* [WORK INSTRUCTIONS]
- 1) Rewrite the passage on Greek austerity from "But winning public" to "austerity, they say.", putting "working class" in place of "middle class".
- 2) According to the passage on Greek austerity, what was Greece's deficit target for 2011 revised to?

START SOURCE EXTRACT

Finance Minister Evangelos Venizelos said Tuesday that Greeks must back the new measures if the country has any hope of meeting its deficit target for 2011, which was revised to 8.5% of gross domestic product from 7.6%. Along with tax hikes, budget cuts and the long-overdue reforming of the country’s bloated public sector, the Greek government must also privatize some state assets and crack down on longtime tax evasion.

But winning public support for more austerity seems virtually impossible right now. Polls show that nearly all Greeks oppose more cuts and most believe the measures have done little to get Greece out of debt. More than a year of tax hikes and wage and pension cuts have decimated the middle class. Unemployment is at more than 16%. Personal bankruptcies, homelessness, suicides and crime are all on the rise. And yet the Greek government missed its deficit targets this year. Euro-zone finance ministers have decided to delay the latest loan payment, which Greece needs to stay solvent, because they don’t think the country is trying hard enough to reform itself. More austerity, they say.

Yanis Varoufakis, a professor of economic theory at the University of Athens, is one of many economists who say austerity is actually killing an already weak Greek economy. “Anyone with any logic can see that this is not the way to jump-start the economy of a country that’s in recession,” Varoufakis says. Instead, austerity has put the economy in “a permafrost from which the Greek society has lost its capacity to react creatively to the crisis and to work itself out of the hole in which it has found itself.”

END SOURCE EXTRACT
START GIVEN INFORMATION

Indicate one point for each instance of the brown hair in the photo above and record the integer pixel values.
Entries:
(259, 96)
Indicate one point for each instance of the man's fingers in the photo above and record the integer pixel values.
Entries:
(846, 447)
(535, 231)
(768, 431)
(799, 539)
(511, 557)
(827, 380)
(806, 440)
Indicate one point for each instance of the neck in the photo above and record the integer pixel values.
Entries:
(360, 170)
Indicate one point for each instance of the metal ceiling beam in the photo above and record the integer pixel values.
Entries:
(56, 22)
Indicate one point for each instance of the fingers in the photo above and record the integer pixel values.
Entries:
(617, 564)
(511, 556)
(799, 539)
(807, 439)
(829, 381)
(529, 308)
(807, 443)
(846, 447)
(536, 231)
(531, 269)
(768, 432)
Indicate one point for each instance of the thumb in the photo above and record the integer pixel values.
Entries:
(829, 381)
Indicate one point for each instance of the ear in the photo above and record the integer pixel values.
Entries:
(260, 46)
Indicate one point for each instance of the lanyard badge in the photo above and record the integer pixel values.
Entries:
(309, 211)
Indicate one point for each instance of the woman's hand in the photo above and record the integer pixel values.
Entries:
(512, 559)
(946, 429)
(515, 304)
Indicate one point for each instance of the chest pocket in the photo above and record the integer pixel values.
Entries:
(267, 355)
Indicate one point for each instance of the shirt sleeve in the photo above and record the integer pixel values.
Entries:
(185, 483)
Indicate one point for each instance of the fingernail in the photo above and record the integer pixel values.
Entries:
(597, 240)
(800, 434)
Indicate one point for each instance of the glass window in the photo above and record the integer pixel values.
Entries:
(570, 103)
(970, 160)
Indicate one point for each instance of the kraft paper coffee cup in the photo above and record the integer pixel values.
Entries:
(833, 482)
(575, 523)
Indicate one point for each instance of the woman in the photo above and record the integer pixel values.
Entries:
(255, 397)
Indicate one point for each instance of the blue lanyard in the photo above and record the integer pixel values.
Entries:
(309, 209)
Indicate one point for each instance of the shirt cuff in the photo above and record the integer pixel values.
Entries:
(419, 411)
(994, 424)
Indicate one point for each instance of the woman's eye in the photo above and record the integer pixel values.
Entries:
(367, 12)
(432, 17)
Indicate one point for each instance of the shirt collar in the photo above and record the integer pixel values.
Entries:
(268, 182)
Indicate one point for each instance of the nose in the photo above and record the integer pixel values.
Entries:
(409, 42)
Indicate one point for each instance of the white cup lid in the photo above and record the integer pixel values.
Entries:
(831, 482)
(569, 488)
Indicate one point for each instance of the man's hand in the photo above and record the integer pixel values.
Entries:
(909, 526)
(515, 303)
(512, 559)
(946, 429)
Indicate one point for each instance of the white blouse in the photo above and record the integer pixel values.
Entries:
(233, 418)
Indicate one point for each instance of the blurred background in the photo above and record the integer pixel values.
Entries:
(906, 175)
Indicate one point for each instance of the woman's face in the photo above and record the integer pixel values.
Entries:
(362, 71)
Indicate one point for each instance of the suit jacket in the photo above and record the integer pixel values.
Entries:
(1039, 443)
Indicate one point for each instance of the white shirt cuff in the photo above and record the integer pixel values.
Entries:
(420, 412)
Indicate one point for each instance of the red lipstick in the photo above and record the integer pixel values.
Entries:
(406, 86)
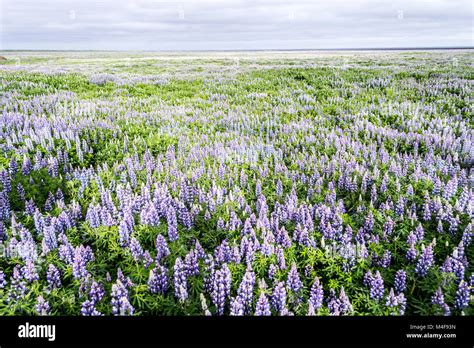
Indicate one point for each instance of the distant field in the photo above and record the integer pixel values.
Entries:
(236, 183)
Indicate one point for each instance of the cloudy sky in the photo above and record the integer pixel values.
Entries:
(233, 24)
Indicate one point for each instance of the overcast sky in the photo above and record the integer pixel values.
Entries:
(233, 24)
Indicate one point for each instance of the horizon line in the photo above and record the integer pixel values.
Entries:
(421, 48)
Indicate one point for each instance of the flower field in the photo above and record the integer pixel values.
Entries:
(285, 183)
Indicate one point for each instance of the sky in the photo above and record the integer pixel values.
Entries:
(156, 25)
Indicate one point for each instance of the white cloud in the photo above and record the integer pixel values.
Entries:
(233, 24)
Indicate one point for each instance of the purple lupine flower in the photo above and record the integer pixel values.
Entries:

END GIVEN INFORMATION

* [TASK-BY-TASK ANSWERS]
- 1)
But winning public support for more austerity seems virtually impossible right now. Polls show that nearly all Greeks oppose more cuts and most believe the measures have done little to get Greece out of debt. More than a year of tax hikes and wage and pension cuts have decimated the working class. Unemployment is at more than 16%. Personal bankruptcies, homelessness, suicides and crime are all on the rise. And yet the Greek government missed its deficit targets this year. Euro-zone finance ministers have decided to delay the latest loan payment, which Greece needs to stay solvent, because they don’t think the country is trying hard enough to reform itself. More austerity, they say.

- 2) 8.5% of gross domestic product, up from 7.6%.